What you will do: Extract every one of the lines below word for word, and leave the pictures out of your answer.

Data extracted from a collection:
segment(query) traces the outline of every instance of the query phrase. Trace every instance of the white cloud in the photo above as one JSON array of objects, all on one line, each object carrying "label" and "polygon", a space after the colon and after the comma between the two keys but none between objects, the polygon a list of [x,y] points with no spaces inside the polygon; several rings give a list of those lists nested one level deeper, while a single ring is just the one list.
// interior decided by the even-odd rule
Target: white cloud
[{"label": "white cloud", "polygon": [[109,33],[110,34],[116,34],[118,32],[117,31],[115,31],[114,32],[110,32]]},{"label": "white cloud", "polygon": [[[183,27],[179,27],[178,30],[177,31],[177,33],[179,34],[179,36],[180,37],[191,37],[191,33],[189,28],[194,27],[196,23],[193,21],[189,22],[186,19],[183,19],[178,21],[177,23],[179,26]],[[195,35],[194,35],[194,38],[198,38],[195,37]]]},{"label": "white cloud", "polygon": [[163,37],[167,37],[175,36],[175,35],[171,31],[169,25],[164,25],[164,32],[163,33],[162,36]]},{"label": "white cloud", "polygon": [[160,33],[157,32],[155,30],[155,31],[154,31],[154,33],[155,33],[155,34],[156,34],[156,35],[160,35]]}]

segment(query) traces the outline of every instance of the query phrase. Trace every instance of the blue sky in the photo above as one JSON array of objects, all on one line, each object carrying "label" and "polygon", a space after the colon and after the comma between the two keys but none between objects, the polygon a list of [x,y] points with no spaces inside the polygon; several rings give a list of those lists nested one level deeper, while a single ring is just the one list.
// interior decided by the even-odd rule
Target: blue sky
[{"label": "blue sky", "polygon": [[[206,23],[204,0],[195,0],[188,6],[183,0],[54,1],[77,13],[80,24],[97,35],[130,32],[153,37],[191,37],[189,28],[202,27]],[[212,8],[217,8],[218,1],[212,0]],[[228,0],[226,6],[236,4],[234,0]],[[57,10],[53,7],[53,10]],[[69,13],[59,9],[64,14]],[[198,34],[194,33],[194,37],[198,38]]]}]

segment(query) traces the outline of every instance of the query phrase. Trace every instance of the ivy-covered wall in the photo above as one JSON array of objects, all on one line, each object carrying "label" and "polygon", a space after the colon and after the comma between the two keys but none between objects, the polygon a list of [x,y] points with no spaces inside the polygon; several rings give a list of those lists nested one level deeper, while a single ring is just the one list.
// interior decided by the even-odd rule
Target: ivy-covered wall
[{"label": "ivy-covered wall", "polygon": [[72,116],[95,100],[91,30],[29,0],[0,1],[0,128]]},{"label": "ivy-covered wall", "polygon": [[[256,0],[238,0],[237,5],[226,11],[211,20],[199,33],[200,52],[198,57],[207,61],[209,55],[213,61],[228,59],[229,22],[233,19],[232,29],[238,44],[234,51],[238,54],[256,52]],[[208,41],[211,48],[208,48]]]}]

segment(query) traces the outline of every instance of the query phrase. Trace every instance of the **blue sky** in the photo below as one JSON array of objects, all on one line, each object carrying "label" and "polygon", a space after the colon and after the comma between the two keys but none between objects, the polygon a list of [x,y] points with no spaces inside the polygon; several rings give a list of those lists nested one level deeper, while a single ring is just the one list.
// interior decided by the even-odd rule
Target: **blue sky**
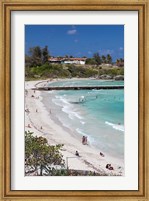
[{"label": "blue sky", "polygon": [[51,56],[92,57],[110,54],[124,58],[123,25],[26,25],[25,52],[48,46]]}]

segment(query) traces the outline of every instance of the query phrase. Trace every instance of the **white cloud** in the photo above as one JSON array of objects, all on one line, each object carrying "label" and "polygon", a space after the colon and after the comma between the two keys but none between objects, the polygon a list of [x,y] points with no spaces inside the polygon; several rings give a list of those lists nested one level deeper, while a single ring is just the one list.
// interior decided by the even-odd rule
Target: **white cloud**
[{"label": "white cloud", "polygon": [[75,39],[75,40],[74,40],[75,43],[77,43],[78,41],[79,41],[78,39]]},{"label": "white cloud", "polygon": [[77,30],[76,29],[72,29],[72,30],[68,30],[67,31],[67,34],[68,35],[73,35],[73,34],[76,34],[77,33]]},{"label": "white cloud", "polygon": [[120,47],[120,48],[119,48],[120,51],[122,51],[123,49],[124,49],[123,47]]},{"label": "white cloud", "polygon": [[87,53],[88,53],[88,54],[92,54],[92,52],[91,52],[91,51],[88,51]]},{"label": "white cloud", "polygon": [[99,52],[100,55],[105,55],[106,56],[107,54],[113,54],[114,50],[110,50],[110,49],[104,50],[104,49],[102,49],[102,50],[98,50],[98,52]]}]

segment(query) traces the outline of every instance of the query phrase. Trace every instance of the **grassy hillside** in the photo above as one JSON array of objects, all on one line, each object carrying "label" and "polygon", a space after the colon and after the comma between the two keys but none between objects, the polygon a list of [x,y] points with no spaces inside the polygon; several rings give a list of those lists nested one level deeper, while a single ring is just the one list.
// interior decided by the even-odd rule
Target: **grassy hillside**
[{"label": "grassy hillside", "polygon": [[116,75],[124,75],[122,67],[97,67],[89,65],[74,65],[74,64],[49,64],[42,66],[26,67],[26,80],[32,79],[48,79],[48,78],[98,78],[101,75],[109,75],[112,78]]}]

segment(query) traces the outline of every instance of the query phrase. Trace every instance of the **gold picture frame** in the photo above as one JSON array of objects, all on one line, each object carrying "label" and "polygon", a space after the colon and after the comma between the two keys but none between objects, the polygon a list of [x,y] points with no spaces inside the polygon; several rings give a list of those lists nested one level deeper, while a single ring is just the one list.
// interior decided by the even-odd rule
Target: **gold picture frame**
[{"label": "gold picture frame", "polygon": [[[139,190],[134,191],[17,191],[11,190],[11,11],[115,10],[139,13]],[[2,0],[0,2],[0,200],[142,200],[147,201],[149,162],[149,37],[147,1]],[[148,33],[148,34],[147,34]]]}]

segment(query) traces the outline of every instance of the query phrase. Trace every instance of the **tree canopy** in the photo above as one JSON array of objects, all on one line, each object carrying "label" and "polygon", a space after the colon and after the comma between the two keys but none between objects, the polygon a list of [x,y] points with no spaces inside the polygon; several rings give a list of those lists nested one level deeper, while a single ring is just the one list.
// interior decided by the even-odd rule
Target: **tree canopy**
[{"label": "tree canopy", "polygon": [[64,166],[63,155],[60,150],[62,144],[49,145],[44,137],[33,136],[33,133],[25,132],[25,166],[32,167],[37,170],[40,168],[42,175],[42,167],[61,165]]}]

Final result:
segment(query) traces the outline of every instance of the query phrase. Trace every instance of the white cloud in the photo above as one JSON array of objects, all on one line, each object carrying "label" and "polygon", a space after the colon and after the comma between the two keys but none between objects, the polygon a list of [x,y] points with no spaces inside the polygon; several rings give a list of those lists nested one level deeper, while a single ring is just the one list.
// interior decided by the even-odd rule
Target: white cloud
[{"label": "white cloud", "polygon": [[109,33],[110,34],[116,34],[118,32],[117,31],[115,31],[114,32],[110,32]]},{"label": "white cloud", "polygon": [[[183,27],[179,27],[178,30],[177,31],[177,33],[179,34],[179,36],[180,37],[191,37],[191,33],[189,28],[194,27],[196,23],[193,21],[189,22],[186,19],[183,19],[178,21],[177,23],[179,26]],[[195,35],[194,35],[194,38],[198,38],[195,37]]]},{"label": "white cloud", "polygon": [[163,37],[167,37],[175,36],[175,35],[171,31],[169,25],[164,25],[164,32],[163,33],[162,36]]},{"label": "white cloud", "polygon": [[160,33],[157,32],[155,30],[155,31],[154,31],[154,33],[155,33],[155,34],[156,34],[156,35],[160,35]]}]

segment(query) traces the outline of every instance of the query phrase. Trace every instance of the blue sky in the photo above as one JSON array of objects, all on one line, each object carrying "label" and "polygon", a space after the colon and after the comma between the two keys but none between objects, the polygon a list of [x,y] points with no spaces inside the polygon; several rings give a list of those lists nested one level deeper, while a single ring is just the one list.
// interior decided by the even-odd rule
Target: blue sky
[{"label": "blue sky", "polygon": [[[206,23],[204,0],[195,0],[188,6],[183,0],[54,1],[77,13],[80,24],[97,35],[130,32],[153,37],[191,37],[189,28],[202,27]],[[212,8],[217,8],[218,1],[212,0]],[[228,0],[226,6],[236,4],[234,0]],[[57,10],[53,7],[53,10]],[[69,13],[59,9],[64,14]],[[198,34],[194,33],[194,37],[198,38]]]}]

segment(query) traces the outline of every instance of the query phrase. Trace every instance of the ivy-covered wall in the photo above as one JSON array of objects, all on one line, each object carrying "label" and "polygon", a space after the colon and after the comma between the two keys but none between objects, the polygon a list of [x,y] points with no spaces inside the polygon; several rings give a list of those lists nested one level deeper, while a single ring is just the one list.
// interior decided by the even-odd rule
Target: ivy-covered wall
[{"label": "ivy-covered wall", "polygon": [[72,116],[95,100],[91,30],[29,0],[0,1],[0,128]]},{"label": "ivy-covered wall", "polygon": [[[256,0],[238,0],[237,5],[226,11],[211,20],[199,33],[200,52],[198,57],[207,61],[209,55],[213,61],[228,59],[229,22],[233,19],[232,29],[238,44],[234,51],[238,54],[256,52]],[[208,41],[211,48],[208,48]]]}]

segment(query) traces the outline of every instance of the query phrase. Trace every instance of the **blue sky** in the photo below as one JSON array of objects, all on one line, each object carrying "label" and "polygon", a space after the colon and after the comma between the two keys but none between objects, the polygon a list of [x,y] points with no spaces inside the polygon; several rings give a list of those lists nested one level deeper, while a single ring is just the one list.
// interior decided by the even-odd rule
Target: **blue sky**
[{"label": "blue sky", "polygon": [[51,56],[92,57],[110,54],[124,58],[123,25],[26,25],[25,52],[48,46]]}]

segment(query) traces the outline of every instance of the query phrase. Trace every instance of the **white cloud** in the photo above as one JSON array of objects, all on one line, each object carrying "label" and "polygon", a space after the colon and after the comma between the two keys but none between objects, the polygon a list of [x,y] points with no spaces inside the polygon; several rings give a list of those lists nested one level deeper, while a single ring is just the one list.
// interior decided by the even-odd rule
Target: **white cloud**
[{"label": "white cloud", "polygon": [[75,39],[75,40],[74,40],[75,43],[77,43],[78,41],[79,41],[78,39]]},{"label": "white cloud", "polygon": [[77,30],[76,29],[72,29],[72,30],[68,30],[67,31],[67,34],[68,35],[73,35],[73,34],[76,34],[77,33]]},{"label": "white cloud", "polygon": [[120,47],[120,48],[119,48],[120,51],[122,51],[123,49],[124,49],[123,47]]},{"label": "white cloud", "polygon": [[87,53],[88,53],[88,54],[92,54],[92,52],[91,52],[91,51],[88,51]]},{"label": "white cloud", "polygon": [[99,52],[100,55],[105,55],[106,56],[107,54],[113,54],[114,50],[110,50],[110,49],[104,50],[104,49],[102,49],[102,50],[98,50],[98,52]]}]

segment(query) traces the outline of every instance of the query phrase. Trace every instance of the **grassy hillside** in the photo above as one JSON array of objects, all on one line, each object carrying "label" and "polygon", a space after the colon and after the comma between the two keys but none between objects, the polygon a list of [x,y] points with no spaces inside the polygon; several rings give a list of those lists nested one level deeper, while a single ring is just the one list.
// interior decided by the even-odd rule
Target: **grassy hillside**
[{"label": "grassy hillside", "polygon": [[116,75],[124,75],[122,67],[97,67],[89,65],[74,65],[74,64],[49,64],[42,66],[26,67],[26,80],[32,79],[48,79],[48,78],[98,78],[101,75],[109,75],[112,78]]}]

segment(query) traces the outline of every instance of the query phrase. Trace every instance of the **gold picture frame** in the photo above as one JSON array of objects, all on one line, each object carrying "label" and "polygon", a space after the colon and after the comma between the two keys but none between objects, the polygon a list of [x,y] points with no spaces inside the polygon; several rings give a list of those lists nested one level deeper, while a single ring is just the one list.
// interior decided by the even-odd rule
Target: **gold picture frame**
[{"label": "gold picture frame", "polygon": [[[139,190],[134,191],[17,191],[11,190],[11,11],[115,10],[139,13]],[[2,0],[0,2],[0,200],[142,200],[147,201],[149,162],[149,37],[147,1]],[[148,33],[148,34],[147,34]]]}]

segment(query) traces the outline of every instance of the query phrase. Trace every instance of the **tree canopy** in the photo above as one JSON array of objects, all on one line, each object carrying "label" and "polygon", a space after the colon and after the comma between the two keys but none between objects, the polygon a list of [x,y] points with no spaces inside the polygon; several rings give a list of those lists nested one level deeper, while a single ring is just the one list.
// interior decided by the even-odd rule
Target: **tree canopy**
[{"label": "tree canopy", "polygon": [[64,166],[63,155],[60,150],[62,144],[49,145],[44,137],[33,136],[33,133],[25,132],[25,166],[32,167],[37,170],[40,168],[42,175],[42,167],[61,165]]}]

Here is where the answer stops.